-------- Input material --------
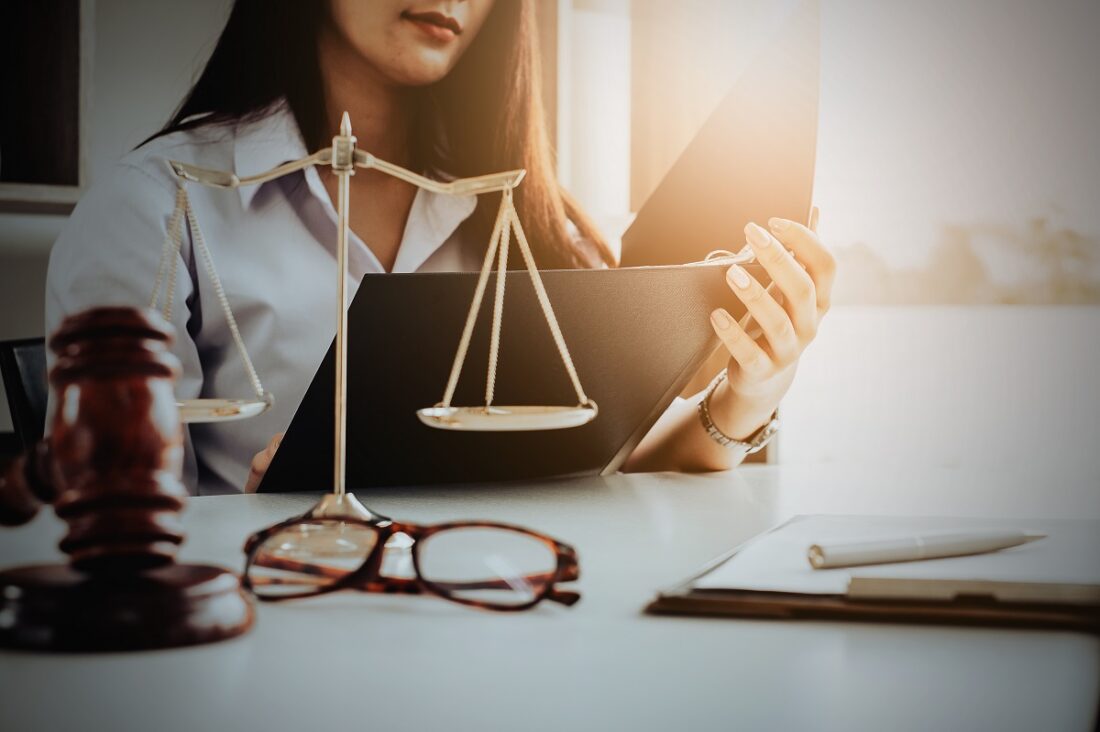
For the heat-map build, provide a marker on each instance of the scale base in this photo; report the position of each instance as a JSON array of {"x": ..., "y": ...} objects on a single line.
[
  {"x": 56, "y": 609},
  {"x": 507, "y": 418}
]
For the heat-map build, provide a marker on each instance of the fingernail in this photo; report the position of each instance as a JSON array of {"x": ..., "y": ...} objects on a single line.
[
  {"x": 738, "y": 276},
  {"x": 757, "y": 236}
]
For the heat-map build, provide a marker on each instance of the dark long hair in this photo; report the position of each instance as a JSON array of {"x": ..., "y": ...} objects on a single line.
[{"x": 485, "y": 116}]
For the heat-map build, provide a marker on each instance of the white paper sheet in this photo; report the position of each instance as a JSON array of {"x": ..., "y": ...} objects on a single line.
[{"x": 777, "y": 561}]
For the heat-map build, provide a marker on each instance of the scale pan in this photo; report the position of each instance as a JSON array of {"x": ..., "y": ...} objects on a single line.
[
  {"x": 201, "y": 411},
  {"x": 507, "y": 418}
]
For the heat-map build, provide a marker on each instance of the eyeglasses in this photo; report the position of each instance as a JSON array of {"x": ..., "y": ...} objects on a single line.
[{"x": 480, "y": 564}]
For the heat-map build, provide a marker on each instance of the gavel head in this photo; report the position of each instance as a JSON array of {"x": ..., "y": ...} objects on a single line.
[{"x": 116, "y": 440}]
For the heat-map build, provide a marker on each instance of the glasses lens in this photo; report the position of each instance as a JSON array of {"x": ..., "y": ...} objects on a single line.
[
  {"x": 497, "y": 567},
  {"x": 308, "y": 557}
]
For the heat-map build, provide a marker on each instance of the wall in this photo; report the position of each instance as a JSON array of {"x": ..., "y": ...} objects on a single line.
[{"x": 144, "y": 58}]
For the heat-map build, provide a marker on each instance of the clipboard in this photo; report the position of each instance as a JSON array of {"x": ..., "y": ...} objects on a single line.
[{"x": 1030, "y": 601}]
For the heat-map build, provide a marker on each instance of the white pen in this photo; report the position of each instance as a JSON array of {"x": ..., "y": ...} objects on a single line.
[{"x": 913, "y": 548}]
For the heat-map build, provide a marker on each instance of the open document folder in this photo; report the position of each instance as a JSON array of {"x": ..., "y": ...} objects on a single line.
[
  {"x": 1054, "y": 582},
  {"x": 637, "y": 336}
]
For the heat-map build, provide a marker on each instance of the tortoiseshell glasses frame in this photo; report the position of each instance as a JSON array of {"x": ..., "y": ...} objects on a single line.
[{"x": 369, "y": 578}]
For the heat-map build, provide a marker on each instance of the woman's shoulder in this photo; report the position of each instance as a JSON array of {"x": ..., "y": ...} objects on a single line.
[{"x": 208, "y": 145}]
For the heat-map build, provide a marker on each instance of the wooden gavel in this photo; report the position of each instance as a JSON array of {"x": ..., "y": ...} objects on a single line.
[{"x": 110, "y": 467}]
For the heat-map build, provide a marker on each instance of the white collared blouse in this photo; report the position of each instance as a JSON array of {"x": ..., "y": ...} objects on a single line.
[{"x": 274, "y": 248}]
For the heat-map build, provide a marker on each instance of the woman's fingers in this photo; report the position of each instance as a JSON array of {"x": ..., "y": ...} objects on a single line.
[
  {"x": 769, "y": 315},
  {"x": 261, "y": 461},
  {"x": 747, "y": 352},
  {"x": 809, "y": 250},
  {"x": 799, "y": 291}
]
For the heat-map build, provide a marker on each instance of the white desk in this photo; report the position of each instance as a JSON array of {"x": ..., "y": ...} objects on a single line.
[{"x": 378, "y": 662}]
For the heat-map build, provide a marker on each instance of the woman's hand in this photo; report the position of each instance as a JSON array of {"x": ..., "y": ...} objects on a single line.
[
  {"x": 260, "y": 463},
  {"x": 761, "y": 368}
]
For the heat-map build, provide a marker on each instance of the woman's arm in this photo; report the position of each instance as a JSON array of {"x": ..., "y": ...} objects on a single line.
[{"x": 759, "y": 370}]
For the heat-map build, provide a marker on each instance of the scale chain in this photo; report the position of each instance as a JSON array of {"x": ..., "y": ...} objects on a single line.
[
  {"x": 547, "y": 309},
  {"x": 502, "y": 271},
  {"x": 460, "y": 356},
  {"x": 220, "y": 293}
]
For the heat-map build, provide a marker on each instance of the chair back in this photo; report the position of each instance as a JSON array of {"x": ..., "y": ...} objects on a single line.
[{"x": 23, "y": 369}]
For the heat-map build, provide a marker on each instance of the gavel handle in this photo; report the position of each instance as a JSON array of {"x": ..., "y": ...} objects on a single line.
[{"x": 25, "y": 484}]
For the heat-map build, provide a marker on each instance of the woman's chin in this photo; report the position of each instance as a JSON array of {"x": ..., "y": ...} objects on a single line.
[{"x": 421, "y": 67}]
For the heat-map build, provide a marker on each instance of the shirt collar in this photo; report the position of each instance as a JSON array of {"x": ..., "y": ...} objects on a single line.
[
  {"x": 275, "y": 139},
  {"x": 265, "y": 143}
]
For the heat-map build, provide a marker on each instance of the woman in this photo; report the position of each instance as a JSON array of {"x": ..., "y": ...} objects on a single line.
[{"x": 449, "y": 87}]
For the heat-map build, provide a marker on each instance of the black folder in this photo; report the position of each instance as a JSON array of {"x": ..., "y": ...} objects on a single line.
[{"x": 636, "y": 336}]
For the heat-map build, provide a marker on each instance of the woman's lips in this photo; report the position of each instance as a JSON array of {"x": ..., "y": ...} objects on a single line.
[{"x": 436, "y": 25}]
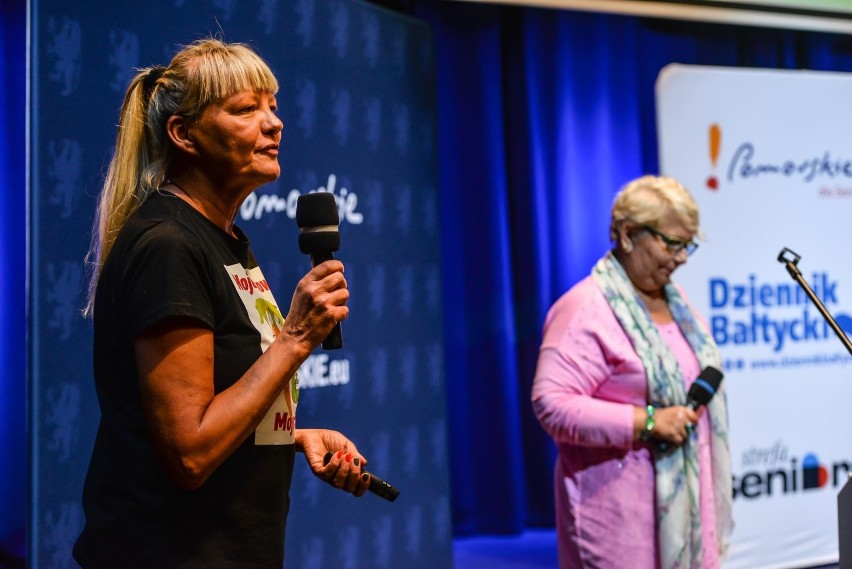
--------
Where an entry includes an image, skip the image and return everything else exactly.

For the heat-map build, provide a marker on each instance of the scale base in this photo; report the position of each instance as a JSON array of {"x": ..., "y": ...} objects on a single line.
[
  {"x": 56, "y": 609},
  {"x": 507, "y": 418}
]
For the heat-map build, provide a marker on each instance of the fingernail in this photo; report the position of each instance as a JSON array of {"x": ..., "y": ...} objects on a single line.
[
  {"x": 738, "y": 276},
  {"x": 757, "y": 236}
]
For the heat-map build, provide a marker on each instance of the dark long hair in this photo; report the position of each instance as a JSON array of {"x": ..., "y": ...} objects on a single line.
[{"x": 485, "y": 116}]
For the heat-map build, provide a marker on each instance of the white paper sheet in this photo; report the position of each instance as a JSON array of {"x": ..., "y": ...} objects on a single line.
[{"x": 777, "y": 561}]
For the heat-map build, provide a marker on each instance of the scale pan in this photo; report the position of each instance as a JSON array of {"x": ..., "y": ...} objects on a single line.
[
  {"x": 201, "y": 411},
  {"x": 507, "y": 418}
]
For the heat-map build, provide a marker on each instance of the eyeglasses in this photo; report the position of each instance as a JSON array of {"x": ..., "y": ...} objects on a single line.
[{"x": 480, "y": 564}]
For the heat-map build, provide a marker on each instance of the gavel head in this photo; report the position of each instance as a JSON array of {"x": ..., "y": ...} objects on a single line.
[{"x": 116, "y": 440}]
For the heat-map build, provide a marker on each instance of the glasses lens in this photo; report the position of each instance as a JSON array of {"x": ..., "y": ...} objects on a single line.
[
  {"x": 497, "y": 567},
  {"x": 308, "y": 557}
]
For the heat-map build, provide a marker on each instance of the wall in this photo; report the position of each instance as a JSON array of {"x": ..., "y": ...} objects on a single line.
[{"x": 144, "y": 58}]
For the heat-map build, provide a marker on each instance of the clipboard in this photo; report the position of each instance as a JSON array of {"x": ..., "y": ...} objects on a single line.
[{"x": 1030, "y": 601}]
For the heat-map build, provide a marker on each instance of the white pen in this photo; report the position of each instance as a JSON array of {"x": ..., "y": ...} objects on a single line.
[{"x": 913, "y": 548}]
For the heat-map build, provide a marker on each instance of the open document folder in this photo; report the position of each instance as a JSON array of {"x": ..., "y": ...} objects on a single line.
[
  {"x": 1054, "y": 582},
  {"x": 637, "y": 336}
]
For the heat-map build, provide a marker on each instance of the tortoiseshell glasses frame in this photo; report the position of each instance as a JSON array of {"x": ..., "y": ...} objects on a single line.
[{"x": 369, "y": 578}]
For the heat-map build, provide a marker on each instance of the woman's shoulder in this photo; report the position of each instance as a JSON array of {"x": ..., "y": ...} objects on a single line.
[{"x": 208, "y": 145}]
For the heat-map build, provide a marker on each instance of the wooden gavel in this photo; report the position of each instance as a JSON array of {"x": ..., "y": ...} objects on a single line.
[{"x": 110, "y": 467}]
For the heat-map build, provide a marker on each instance of the white collared blouse in this photo; report the position of each instance as a JSON array of {"x": ..., "y": ...} objects on a single line.
[{"x": 274, "y": 248}]
For the heat-map build, provide a marker on each instance of the woman's fingers in this photo; report the position of each instance as a JSON array of {"x": ..., "y": ...} objects on a single line.
[
  {"x": 769, "y": 315},
  {"x": 261, "y": 461},
  {"x": 747, "y": 352},
  {"x": 809, "y": 250},
  {"x": 799, "y": 291}
]
For the heat-map build, provide a marker on each instance of the white desk in this photo; report the position of each instance as a JSON array of {"x": ..., "y": ...} objects on a single line.
[{"x": 378, "y": 662}]
For the heat-map build, provide a marker on each instance of the woman's hand in this photo; report the position of each instance as a JSON array of {"x": ..., "y": ...} objects on a single line.
[
  {"x": 260, "y": 463},
  {"x": 761, "y": 368}
]
For the heat-map build, provide a marker on each instance of the woman's arm in this photo; report the position of each instance as a JSON array of {"x": ..., "y": ...} objects on a single line.
[{"x": 759, "y": 370}]
For the heat-map build, provide a marker on each instance of the scale chain in this photo; report the position of each instance as a JSON array of {"x": ..., "y": ...} objects on a single line.
[
  {"x": 547, "y": 309},
  {"x": 502, "y": 271},
  {"x": 460, "y": 356},
  {"x": 220, "y": 293}
]
For the heat-map build, provide a marker on each instance of the chair back in this photo; report the position of each instance as a JSON array of {"x": ..., "y": ...} objects on a single line.
[{"x": 23, "y": 369}]
For the heat-map build, provide a marker on each instance of the gavel handle in this photo; report the position of each instance as a JSON array of {"x": ..., "y": ...} objects on a single line.
[{"x": 25, "y": 484}]
For the heat-map build, provide a marker on each instance of the woman's chin in this photo; report the position of each instance as a JSON array of {"x": ..., "y": ...} objects on a single line.
[{"x": 421, "y": 67}]
For the heat-map build, provide a marker on each instance of the shirt collar in this photo; report the position of each instance as a JSON array of {"x": ..., "y": ...} objects on a single line.
[
  {"x": 275, "y": 139},
  {"x": 265, "y": 143}
]
For the heat-map build, provide a marker on each instance of the woman in this photo; report the position of each instance as a JSON array of {"x": ..., "y": ...} objects on a single line.
[{"x": 449, "y": 87}]
For the heat-map build, provide a marker on each instance of the black folder in this photo; report the position of each instance as a JSON array of {"x": ..., "y": ...} objects on a single line.
[{"x": 636, "y": 336}]
For the heat-map build, provide a marker on each instance of the woman's lips in this photo; report the position of each instance as a JSON array of {"x": ..., "y": ...} objects on a single line.
[{"x": 436, "y": 25}]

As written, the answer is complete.